DATASET CONTENT
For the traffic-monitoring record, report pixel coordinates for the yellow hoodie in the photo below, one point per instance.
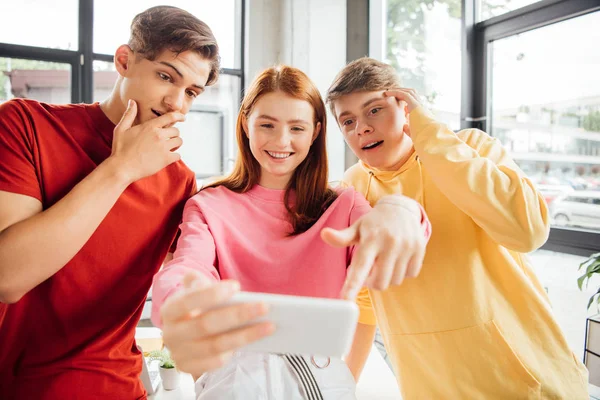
(476, 323)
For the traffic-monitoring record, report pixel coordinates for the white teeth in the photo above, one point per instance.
(371, 145)
(279, 155)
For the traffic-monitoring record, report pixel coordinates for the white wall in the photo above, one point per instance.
(309, 35)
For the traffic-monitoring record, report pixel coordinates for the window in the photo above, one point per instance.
(493, 8)
(50, 67)
(423, 43)
(40, 80)
(545, 108)
(111, 27)
(41, 23)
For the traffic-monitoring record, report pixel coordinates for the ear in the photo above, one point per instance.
(317, 132)
(245, 125)
(123, 59)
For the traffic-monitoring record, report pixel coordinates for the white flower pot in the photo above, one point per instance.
(169, 377)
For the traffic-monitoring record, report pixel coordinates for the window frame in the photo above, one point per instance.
(476, 75)
(82, 59)
(475, 59)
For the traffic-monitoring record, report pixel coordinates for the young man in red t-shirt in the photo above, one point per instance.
(90, 200)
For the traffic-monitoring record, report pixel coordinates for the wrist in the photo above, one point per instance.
(117, 170)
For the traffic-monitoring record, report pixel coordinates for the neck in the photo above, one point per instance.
(113, 106)
(406, 150)
(274, 182)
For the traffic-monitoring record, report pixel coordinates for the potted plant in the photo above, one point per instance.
(168, 371)
(592, 266)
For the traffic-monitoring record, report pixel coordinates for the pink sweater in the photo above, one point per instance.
(226, 235)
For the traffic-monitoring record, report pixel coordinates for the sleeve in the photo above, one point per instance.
(18, 173)
(365, 307)
(195, 251)
(193, 191)
(366, 313)
(476, 173)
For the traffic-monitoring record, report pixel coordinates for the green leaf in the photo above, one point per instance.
(592, 298)
(580, 281)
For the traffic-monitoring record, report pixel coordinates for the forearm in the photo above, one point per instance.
(477, 175)
(34, 249)
(361, 348)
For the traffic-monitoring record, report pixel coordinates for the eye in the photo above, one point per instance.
(164, 77)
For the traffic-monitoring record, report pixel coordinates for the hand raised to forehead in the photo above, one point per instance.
(409, 96)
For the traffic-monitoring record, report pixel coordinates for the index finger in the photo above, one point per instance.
(359, 269)
(399, 94)
(193, 300)
(167, 119)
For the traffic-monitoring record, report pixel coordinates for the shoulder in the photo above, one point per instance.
(219, 195)
(473, 137)
(350, 197)
(353, 174)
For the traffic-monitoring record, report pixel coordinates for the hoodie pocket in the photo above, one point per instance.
(468, 363)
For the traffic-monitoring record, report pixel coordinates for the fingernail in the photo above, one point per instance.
(259, 309)
(234, 286)
(268, 329)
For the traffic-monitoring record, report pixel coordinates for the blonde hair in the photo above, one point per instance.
(362, 75)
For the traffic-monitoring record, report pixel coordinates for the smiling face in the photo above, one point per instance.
(280, 130)
(374, 127)
(170, 82)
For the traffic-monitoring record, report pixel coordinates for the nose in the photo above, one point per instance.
(362, 128)
(175, 100)
(283, 138)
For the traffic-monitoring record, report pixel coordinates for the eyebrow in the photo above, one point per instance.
(200, 87)
(292, 121)
(364, 105)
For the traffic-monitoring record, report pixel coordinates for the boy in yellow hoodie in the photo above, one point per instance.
(476, 323)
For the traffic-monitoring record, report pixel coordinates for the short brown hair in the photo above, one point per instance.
(362, 75)
(170, 28)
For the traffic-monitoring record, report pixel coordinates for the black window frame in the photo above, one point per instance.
(475, 74)
(82, 59)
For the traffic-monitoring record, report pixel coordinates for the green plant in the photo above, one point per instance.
(592, 266)
(163, 356)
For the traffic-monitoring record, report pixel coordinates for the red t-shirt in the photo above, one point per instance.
(72, 337)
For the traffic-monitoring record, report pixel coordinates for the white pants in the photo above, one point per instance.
(259, 376)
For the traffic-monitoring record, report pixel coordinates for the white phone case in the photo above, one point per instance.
(304, 325)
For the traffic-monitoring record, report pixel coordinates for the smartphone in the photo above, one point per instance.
(304, 325)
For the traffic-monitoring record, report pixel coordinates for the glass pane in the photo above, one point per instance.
(493, 8)
(209, 144)
(40, 80)
(105, 76)
(558, 273)
(111, 27)
(36, 23)
(423, 44)
(209, 129)
(545, 108)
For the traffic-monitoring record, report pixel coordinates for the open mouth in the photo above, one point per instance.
(278, 155)
(372, 145)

INSTRUCTIONS FOR THE TASK
Turn the records from the line containing "the white phone" through the end into a JSON list of strings, one string per line.

SOLVED PROBLEM
[
  "For the traffic-monitoring record, report pixel coordinates for the white phone case in the photo above, one point per instance.",
  "(304, 325)",
  "For the traffic-monitoring record, report pixel coordinates for the smartphone in the photo above, one point per instance.",
  "(304, 325)",
  "For the traffic-monitoring record, report pixel coordinates for the glass pane in the photo above, one point per instance.",
  "(493, 8)",
  "(209, 144)",
  "(40, 80)",
  "(105, 76)",
  "(558, 273)",
  "(111, 27)",
  "(36, 23)",
  "(423, 44)",
  "(209, 129)",
  "(545, 108)",
  "For the traffic-monitoring record, report pixel coordinates for the open mouth in the photo above, one point per instance.",
  "(278, 155)",
  "(372, 145)"
]